• _SOURCE DATA_
--*--
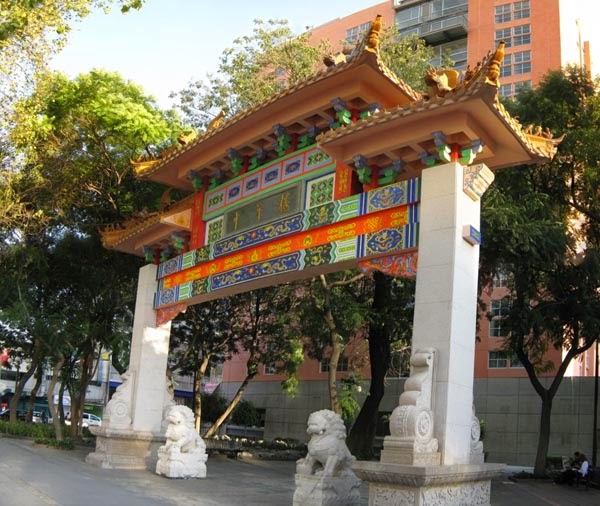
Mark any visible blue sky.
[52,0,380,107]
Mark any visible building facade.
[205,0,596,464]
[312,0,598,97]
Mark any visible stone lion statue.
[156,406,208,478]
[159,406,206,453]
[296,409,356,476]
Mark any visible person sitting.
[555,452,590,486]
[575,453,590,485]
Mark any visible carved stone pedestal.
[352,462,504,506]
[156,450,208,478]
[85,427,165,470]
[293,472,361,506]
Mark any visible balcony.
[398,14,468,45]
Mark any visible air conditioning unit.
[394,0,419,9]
--*--
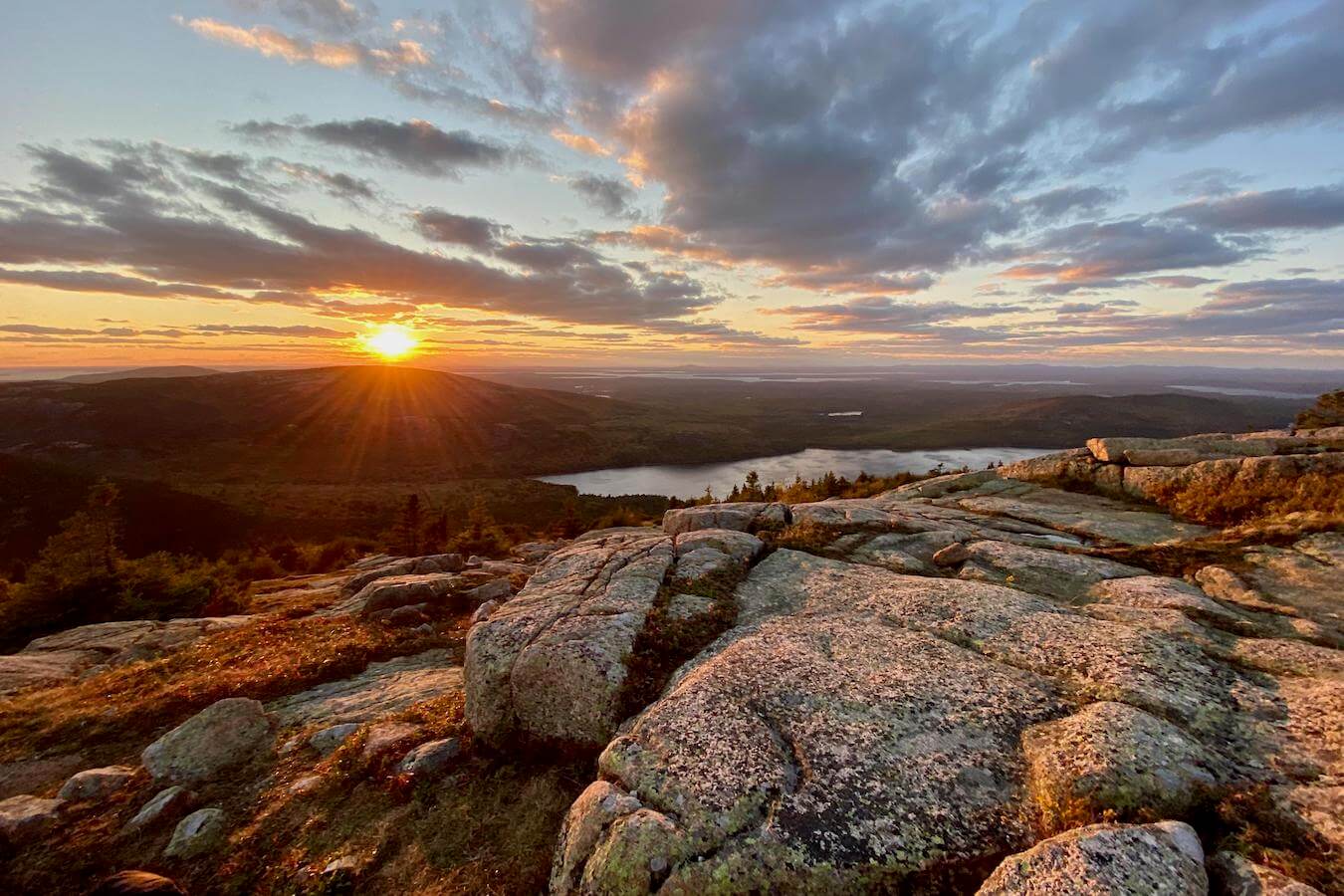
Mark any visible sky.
--*--
Update the records from the line with "Mark any visible building facade." up to and including the line with "[398,14,468,45]" so that "pedestal" becomes "plinth", with everything else unchanged. Give back only those lines.

Mark any visible building facade.
[205,0,596,464]
[312,0,598,97]
Mark any visible stone lion statue.
[156,406,208,478]
[159,406,206,453]
[296,409,356,476]
Mark any visible person sitting.
[555,452,590,486]
[575,453,590,485]
Mark any visible carved stone plinth.
[352,462,504,506]
[156,450,208,478]
[85,427,165,470]
[293,472,361,506]
Mark any visible balcony.
[398,14,468,45]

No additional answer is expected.